Start of Given records

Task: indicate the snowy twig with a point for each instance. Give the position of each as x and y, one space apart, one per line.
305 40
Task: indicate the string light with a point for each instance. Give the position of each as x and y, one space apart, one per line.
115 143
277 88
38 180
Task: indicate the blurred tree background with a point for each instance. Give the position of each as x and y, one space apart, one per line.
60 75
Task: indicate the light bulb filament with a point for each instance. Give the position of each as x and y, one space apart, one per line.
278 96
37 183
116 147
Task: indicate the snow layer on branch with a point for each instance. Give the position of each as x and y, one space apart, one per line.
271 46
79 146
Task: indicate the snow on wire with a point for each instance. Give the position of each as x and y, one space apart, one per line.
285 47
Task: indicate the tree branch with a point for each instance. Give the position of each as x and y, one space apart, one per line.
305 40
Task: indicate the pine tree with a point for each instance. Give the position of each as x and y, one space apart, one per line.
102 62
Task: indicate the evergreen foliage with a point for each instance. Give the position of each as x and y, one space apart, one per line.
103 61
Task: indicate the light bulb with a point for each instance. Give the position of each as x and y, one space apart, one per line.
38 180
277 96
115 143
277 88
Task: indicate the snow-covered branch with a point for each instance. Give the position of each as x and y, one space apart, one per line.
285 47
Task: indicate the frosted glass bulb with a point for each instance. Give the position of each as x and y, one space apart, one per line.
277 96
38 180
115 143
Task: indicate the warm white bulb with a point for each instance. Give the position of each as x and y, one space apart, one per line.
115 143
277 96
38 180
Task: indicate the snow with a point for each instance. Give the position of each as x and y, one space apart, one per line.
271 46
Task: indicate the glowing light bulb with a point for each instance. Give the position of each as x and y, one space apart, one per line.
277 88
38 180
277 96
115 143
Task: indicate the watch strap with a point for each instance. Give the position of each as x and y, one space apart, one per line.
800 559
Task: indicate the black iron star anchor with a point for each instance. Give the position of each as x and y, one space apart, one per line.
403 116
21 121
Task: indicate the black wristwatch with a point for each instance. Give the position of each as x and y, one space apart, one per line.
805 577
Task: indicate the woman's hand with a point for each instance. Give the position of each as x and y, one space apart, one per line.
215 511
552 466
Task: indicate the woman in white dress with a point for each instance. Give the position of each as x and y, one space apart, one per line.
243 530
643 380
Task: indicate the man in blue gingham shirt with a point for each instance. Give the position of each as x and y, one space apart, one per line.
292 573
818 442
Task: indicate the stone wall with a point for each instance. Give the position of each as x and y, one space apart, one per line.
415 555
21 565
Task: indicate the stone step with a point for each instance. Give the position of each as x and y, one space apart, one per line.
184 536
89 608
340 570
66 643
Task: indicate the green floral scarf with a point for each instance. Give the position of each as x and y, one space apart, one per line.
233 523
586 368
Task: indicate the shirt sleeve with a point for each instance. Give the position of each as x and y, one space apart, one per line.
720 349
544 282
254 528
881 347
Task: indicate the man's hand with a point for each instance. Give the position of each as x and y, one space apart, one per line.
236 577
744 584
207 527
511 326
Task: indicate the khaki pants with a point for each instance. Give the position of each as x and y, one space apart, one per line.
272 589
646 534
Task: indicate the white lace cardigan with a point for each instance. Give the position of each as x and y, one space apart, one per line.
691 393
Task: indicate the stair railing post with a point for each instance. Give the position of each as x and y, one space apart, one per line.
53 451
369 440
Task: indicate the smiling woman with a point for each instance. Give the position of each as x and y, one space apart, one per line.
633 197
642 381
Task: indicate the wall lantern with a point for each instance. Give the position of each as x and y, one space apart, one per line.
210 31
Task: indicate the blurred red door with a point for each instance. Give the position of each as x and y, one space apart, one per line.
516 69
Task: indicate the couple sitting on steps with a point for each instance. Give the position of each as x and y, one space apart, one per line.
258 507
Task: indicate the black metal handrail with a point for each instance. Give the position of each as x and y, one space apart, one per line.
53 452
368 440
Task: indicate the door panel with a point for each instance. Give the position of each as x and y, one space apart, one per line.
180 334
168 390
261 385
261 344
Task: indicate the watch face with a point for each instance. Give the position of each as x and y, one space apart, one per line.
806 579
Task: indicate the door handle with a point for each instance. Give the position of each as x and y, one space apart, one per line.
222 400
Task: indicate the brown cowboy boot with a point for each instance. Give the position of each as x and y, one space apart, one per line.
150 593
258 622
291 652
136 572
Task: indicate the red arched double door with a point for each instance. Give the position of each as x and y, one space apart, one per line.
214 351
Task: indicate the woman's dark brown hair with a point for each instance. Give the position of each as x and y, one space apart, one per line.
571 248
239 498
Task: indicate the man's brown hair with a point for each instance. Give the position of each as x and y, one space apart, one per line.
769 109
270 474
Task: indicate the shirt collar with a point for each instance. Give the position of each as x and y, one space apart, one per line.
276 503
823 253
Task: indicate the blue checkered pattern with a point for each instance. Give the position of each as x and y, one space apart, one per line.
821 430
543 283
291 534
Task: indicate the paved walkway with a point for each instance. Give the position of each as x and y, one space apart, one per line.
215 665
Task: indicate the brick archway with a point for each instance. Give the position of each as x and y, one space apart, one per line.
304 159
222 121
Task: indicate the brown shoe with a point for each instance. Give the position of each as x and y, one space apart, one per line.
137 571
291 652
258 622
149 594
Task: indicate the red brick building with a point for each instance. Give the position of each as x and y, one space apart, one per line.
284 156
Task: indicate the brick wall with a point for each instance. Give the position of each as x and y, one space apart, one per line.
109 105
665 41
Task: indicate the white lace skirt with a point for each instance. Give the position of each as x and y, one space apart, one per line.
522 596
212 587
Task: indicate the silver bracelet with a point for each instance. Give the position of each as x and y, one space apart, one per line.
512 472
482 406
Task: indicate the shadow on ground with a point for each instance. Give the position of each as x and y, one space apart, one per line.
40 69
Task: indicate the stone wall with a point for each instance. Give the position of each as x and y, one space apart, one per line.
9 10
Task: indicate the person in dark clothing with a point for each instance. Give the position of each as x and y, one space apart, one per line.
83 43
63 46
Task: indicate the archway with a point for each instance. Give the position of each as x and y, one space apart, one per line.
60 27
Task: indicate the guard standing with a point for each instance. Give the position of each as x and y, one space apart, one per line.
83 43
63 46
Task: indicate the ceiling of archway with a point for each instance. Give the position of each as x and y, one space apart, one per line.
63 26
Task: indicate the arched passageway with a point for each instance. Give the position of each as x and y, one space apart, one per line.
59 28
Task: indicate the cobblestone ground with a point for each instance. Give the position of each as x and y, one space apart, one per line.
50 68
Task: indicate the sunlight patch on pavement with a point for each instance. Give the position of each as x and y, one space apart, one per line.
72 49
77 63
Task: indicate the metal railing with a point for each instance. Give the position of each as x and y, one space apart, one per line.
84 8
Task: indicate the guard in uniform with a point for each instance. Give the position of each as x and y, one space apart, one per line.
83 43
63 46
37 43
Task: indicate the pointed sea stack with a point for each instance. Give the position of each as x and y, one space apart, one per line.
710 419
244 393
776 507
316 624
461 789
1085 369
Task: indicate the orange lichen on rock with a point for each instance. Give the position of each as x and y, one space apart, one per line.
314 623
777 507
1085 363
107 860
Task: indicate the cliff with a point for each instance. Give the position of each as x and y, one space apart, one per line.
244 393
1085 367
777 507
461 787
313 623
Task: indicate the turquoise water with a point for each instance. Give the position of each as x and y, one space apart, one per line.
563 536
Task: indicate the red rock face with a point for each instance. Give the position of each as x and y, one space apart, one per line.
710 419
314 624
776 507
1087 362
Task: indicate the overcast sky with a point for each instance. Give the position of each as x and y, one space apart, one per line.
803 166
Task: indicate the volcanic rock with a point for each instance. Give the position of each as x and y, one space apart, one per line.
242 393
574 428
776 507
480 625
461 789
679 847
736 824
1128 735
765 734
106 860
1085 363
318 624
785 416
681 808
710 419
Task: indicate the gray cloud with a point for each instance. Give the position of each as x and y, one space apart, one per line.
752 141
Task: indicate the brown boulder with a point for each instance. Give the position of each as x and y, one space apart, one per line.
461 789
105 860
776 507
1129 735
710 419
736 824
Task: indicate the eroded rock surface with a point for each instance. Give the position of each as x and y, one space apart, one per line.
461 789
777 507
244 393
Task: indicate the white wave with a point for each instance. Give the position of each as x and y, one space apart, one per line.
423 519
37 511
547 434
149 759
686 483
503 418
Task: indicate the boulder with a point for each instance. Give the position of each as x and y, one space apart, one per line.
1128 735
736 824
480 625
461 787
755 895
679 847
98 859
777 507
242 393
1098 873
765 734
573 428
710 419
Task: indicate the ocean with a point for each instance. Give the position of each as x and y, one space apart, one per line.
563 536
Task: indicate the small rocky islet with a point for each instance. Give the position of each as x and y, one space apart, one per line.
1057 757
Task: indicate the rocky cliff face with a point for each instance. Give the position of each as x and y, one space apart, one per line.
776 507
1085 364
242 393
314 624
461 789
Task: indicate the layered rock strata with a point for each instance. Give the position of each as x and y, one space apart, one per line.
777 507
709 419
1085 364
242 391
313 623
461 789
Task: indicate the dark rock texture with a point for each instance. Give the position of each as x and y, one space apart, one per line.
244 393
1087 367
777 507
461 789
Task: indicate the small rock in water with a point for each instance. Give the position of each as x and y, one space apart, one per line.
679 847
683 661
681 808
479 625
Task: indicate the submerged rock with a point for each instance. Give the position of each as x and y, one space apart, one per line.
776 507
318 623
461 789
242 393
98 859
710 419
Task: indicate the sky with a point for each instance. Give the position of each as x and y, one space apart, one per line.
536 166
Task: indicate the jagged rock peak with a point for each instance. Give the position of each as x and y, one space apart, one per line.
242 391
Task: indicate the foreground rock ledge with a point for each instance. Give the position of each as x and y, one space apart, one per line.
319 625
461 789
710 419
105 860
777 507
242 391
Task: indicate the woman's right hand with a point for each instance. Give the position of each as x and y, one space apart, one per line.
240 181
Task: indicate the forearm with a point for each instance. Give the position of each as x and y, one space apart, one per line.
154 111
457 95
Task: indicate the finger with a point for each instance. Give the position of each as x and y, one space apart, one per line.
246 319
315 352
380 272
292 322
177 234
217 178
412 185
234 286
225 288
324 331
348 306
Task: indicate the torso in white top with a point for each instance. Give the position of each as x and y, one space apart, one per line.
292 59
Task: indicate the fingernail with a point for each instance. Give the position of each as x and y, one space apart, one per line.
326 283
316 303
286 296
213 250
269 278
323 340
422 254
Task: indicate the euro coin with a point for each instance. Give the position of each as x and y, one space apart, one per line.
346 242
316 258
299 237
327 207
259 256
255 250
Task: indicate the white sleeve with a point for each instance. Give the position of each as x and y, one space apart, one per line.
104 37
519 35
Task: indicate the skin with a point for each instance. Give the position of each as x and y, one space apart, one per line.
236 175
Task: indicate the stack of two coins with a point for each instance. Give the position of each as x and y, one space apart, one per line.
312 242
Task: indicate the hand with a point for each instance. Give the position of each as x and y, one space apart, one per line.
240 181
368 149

End of Given records

_Brief_
Write out once more the lines above beginning at the line with "Task: indicate the skin"; continue through the final line and stop there.

_Task answer_
Task: indicate the skin with a point for each instance. Give the position of each as x and y, one space apart, one per line.
236 175
Task: indicate the stack of two coins with a point for each instance. Give the position of each as x and y, one space apart, one per line.
312 242
Task: indicate the hand with a point for each instance. Give the position of each as x and y, one space apart, one per line.
240 181
368 149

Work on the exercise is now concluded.